Please edit the material below so that every "annotate" becomes "mark", with nothing else changed.

########################################

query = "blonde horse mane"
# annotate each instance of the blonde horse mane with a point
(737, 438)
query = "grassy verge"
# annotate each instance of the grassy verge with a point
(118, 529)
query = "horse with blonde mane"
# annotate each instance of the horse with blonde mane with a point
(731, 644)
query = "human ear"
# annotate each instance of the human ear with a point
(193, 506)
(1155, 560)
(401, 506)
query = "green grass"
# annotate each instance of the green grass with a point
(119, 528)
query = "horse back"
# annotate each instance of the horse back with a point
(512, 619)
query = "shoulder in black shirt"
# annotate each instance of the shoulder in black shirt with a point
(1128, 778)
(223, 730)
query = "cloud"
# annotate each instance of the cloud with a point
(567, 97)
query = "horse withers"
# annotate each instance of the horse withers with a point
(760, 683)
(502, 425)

########################################

## TASK OUTPUT
query = "blonde horse mane"
# mark each instance of the blonde horse mane with a point
(737, 438)
query = "grassy verge"
# mark each instance of the grassy verge with a point
(118, 529)
query = "horse with blonde mane"
# mark each instance of the horse with blonde mane with a point
(731, 644)
query = "human ear"
# mark each instance of the human ear with a point
(193, 506)
(1155, 560)
(401, 506)
query = "green grass"
# mark each instance of the green grass with a point
(119, 528)
query = "horse back"
# mark each instance of the horse back with a point
(512, 619)
query = "shoulder in black shirt"
# mark each instance of the shoulder in black shirt with a point
(1128, 778)
(223, 730)
query = "cloud"
# mark each instance of the cloud with a point
(567, 97)
query = "horse withers"
# mark each instance of the horse withers with a point
(760, 683)
(502, 425)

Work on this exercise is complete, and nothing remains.